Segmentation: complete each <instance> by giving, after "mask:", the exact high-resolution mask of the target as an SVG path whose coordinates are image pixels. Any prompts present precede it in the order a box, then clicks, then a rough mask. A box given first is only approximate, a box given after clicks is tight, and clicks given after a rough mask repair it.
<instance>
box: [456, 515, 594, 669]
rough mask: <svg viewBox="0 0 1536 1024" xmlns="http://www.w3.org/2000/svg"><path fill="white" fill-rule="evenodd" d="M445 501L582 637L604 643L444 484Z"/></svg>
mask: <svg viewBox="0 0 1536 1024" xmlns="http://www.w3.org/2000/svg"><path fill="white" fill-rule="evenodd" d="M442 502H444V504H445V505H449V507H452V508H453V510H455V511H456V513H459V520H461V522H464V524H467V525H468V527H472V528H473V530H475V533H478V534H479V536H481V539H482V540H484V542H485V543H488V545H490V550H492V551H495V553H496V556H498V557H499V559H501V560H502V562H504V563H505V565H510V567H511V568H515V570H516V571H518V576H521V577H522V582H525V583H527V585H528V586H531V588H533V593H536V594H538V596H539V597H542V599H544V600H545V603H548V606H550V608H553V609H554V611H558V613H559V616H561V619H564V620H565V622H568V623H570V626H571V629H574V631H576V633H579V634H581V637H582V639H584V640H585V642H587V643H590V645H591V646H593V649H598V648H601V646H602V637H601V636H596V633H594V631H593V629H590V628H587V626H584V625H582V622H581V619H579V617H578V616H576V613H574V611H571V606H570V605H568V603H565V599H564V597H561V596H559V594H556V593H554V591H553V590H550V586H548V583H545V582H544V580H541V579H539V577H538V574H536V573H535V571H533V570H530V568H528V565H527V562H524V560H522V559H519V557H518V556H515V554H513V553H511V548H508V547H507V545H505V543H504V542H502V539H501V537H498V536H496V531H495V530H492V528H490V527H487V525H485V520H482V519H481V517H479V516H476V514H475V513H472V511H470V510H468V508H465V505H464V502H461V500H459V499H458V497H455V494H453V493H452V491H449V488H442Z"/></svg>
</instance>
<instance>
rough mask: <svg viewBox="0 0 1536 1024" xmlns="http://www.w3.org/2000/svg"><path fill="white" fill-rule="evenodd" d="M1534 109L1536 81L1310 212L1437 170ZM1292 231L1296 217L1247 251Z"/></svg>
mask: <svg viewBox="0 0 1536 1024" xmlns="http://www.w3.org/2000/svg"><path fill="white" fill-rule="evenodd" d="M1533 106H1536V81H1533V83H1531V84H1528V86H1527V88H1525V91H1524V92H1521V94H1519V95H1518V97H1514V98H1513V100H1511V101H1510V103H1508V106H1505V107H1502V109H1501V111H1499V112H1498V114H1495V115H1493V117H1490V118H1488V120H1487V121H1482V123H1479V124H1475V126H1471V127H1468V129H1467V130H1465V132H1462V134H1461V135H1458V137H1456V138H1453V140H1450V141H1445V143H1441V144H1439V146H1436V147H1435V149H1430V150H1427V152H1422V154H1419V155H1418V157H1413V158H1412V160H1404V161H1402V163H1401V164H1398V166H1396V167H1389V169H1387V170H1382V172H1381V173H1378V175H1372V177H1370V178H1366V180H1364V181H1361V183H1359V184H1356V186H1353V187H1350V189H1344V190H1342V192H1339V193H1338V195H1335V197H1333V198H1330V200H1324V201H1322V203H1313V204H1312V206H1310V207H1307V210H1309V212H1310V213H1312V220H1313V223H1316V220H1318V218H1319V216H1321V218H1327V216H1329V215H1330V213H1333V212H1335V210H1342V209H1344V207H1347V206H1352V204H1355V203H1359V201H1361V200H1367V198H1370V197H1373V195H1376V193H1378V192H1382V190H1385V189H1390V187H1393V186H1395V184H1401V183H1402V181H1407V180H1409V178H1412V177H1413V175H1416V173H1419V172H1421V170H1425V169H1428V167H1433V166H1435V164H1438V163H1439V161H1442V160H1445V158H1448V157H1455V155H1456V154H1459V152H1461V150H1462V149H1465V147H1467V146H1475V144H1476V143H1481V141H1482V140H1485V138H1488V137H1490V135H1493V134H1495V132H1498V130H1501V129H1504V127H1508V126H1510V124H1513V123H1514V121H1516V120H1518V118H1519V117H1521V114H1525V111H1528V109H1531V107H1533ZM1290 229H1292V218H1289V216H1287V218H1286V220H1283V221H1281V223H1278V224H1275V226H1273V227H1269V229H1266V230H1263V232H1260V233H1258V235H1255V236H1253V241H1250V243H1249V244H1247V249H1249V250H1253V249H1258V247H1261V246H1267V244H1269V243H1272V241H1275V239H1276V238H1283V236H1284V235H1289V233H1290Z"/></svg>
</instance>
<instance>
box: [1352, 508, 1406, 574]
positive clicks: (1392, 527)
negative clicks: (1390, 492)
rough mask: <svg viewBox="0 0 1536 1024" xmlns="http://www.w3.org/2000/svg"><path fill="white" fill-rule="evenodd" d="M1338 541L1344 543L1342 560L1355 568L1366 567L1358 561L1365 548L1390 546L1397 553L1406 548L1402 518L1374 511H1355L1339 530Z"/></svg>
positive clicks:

▶ [PROBLEM REQUIREMENTS]:
Could you write out all the entries word for word?

▶ [REPLY TO THE EXERCISE]:
Segmentation: complete each <instance> by giving, after "mask:", the exact high-resolution mask of the target as an SVG path whose coordinates are image pixels. Any prompts present precede it in the order a box, then clicks, then a rough mask. A box given first is only approximate, a box given after clicks is tight, and clicks given after a rough mask repair it.
<instance>
box: [456, 515, 594, 669]
rough mask: <svg viewBox="0 0 1536 1024" xmlns="http://www.w3.org/2000/svg"><path fill="white" fill-rule="evenodd" d="M445 501L582 637L604 643L444 484Z"/></svg>
mask: <svg viewBox="0 0 1536 1024" xmlns="http://www.w3.org/2000/svg"><path fill="white" fill-rule="evenodd" d="M442 502H444V504H445V505H449V507H452V508H453V510H455V511H456V513H459V520H461V522H464V524H467V525H468V527H472V528H473V530H475V533H478V534H479V536H481V539H482V540H484V542H485V543H488V545H490V550H492V551H495V553H496V556H498V557H499V559H501V560H502V562H504V563H505V565H510V567H511V568H515V570H516V571H518V576H521V577H522V582H525V583H527V585H528V586H531V588H533V593H536V594H538V596H539V597H542V599H544V600H545V603H548V606H550V608H553V609H554V611H558V613H559V616H561V619H564V620H565V622H568V623H570V626H571V629H574V631H576V633H579V634H581V637H582V639H584V640H585V642H587V643H590V645H591V646H593V649H598V648H601V646H602V637H601V636H596V633H594V631H593V629H590V628H587V626H584V625H582V622H581V619H579V617H578V616H576V613H574V611H571V606H570V605H568V603H565V599H564V597H561V596H559V594H556V593H554V591H553V590H550V586H548V583H545V582H544V580H541V579H539V577H538V574H536V573H535V571H533V570H530V568H528V565H527V562H524V560H522V559H519V557H518V556H515V554H513V553H511V548H508V547H507V545H505V543H504V542H502V539H501V537H498V536H496V531H495V530H492V528H490V527H487V525H485V520H482V519H481V517H479V516H476V514H475V513H472V511H470V510H468V508H465V505H464V502H461V500H459V499H458V497H455V494H453V493H452V491H449V488H442Z"/></svg>
</instance>
<instance>
rough mask: <svg viewBox="0 0 1536 1024" xmlns="http://www.w3.org/2000/svg"><path fill="white" fill-rule="evenodd" d="M1534 109L1536 81L1310 212L1437 170ZM1292 231L1296 217L1247 251Z"/></svg>
mask: <svg viewBox="0 0 1536 1024" xmlns="http://www.w3.org/2000/svg"><path fill="white" fill-rule="evenodd" d="M1533 106H1536V81H1533V83H1531V84H1528V86H1527V88H1525V91H1524V92H1521V94H1519V95H1518V97H1514V98H1513V100H1511V101H1510V103H1508V106H1505V107H1502V109H1501V111H1499V112H1498V114H1495V115H1493V117H1490V118H1488V120H1487V121H1482V123H1479V124H1475V126H1471V127H1468V129H1467V130H1465V132H1462V134H1461V135H1458V137H1456V138H1453V140H1450V141H1445V143H1441V144H1439V146H1436V147H1435V149H1430V150H1427V152H1422V154H1419V155H1418V157H1413V158H1412V160H1404V161H1402V163H1401V164H1398V166H1396V167H1389V169H1387V170H1382V172H1381V173H1378V175H1372V177H1370V178H1366V180H1364V181H1361V183H1359V184H1356V186H1353V187H1350V189H1344V190H1342V192H1339V193H1338V195H1335V197H1333V198H1330V200H1324V201H1322V203H1313V204H1312V206H1310V207H1307V210H1309V212H1310V213H1312V220H1313V223H1316V220H1318V218H1319V216H1321V218H1327V216H1329V215H1330V213H1333V212H1335V210H1342V209H1344V207H1347V206H1352V204H1355V203H1359V201H1361V200H1367V198H1370V197H1373V195H1376V193H1378V192H1382V190H1385V189H1390V187H1393V186H1395V184H1401V183H1402V181H1407V180H1409V178H1412V177H1413V175H1416V173H1419V172H1421V170H1425V169H1428V167H1433V166H1435V164H1438V163H1439V161H1442V160H1445V158H1448V157H1455V155H1456V154H1459V152H1461V150H1462V149H1465V147H1467V146H1475V144H1476V143H1481V141H1482V140H1485V138H1488V137H1490V135H1493V134H1495V132H1498V130H1501V129H1504V127H1508V126H1510V124H1513V123H1514V121H1516V120H1518V118H1519V117H1521V114H1525V111H1528V109H1531V107H1533ZM1290 229H1292V218H1289V216H1287V218H1286V220H1283V221H1281V223H1278V224H1275V226H1273V227H1269V229H1266V230H1263V232H1260V233H1258V235H1255V236H1253V241H1250V243H1249V244H1247V249H1249V250H1253V249H1258V247H1261V246H1267V244H1269V243H1272V241H1275V239H1276V238H1283V236H1284V235H1289V233H1290Z"/></svg>
</instance>
<instance>
box: [1352, 508, 1406, 574]
positive clicks: (1392, 527)
negative clicks: (1390, 492)
rough mask: <svg viewBox="0 0 1536 1024" xmlns="http://www.w3.org/2000/svg"><path fill="white" fill-rule="evenodd" d="M1338 541L1344 543L1342 560L1355 568L1366 567L1358 561L1365 548L1390 546L1397 553L1406 548L1402 518L1374 511H1355L1339 530Z"/></svg>
positive clicks:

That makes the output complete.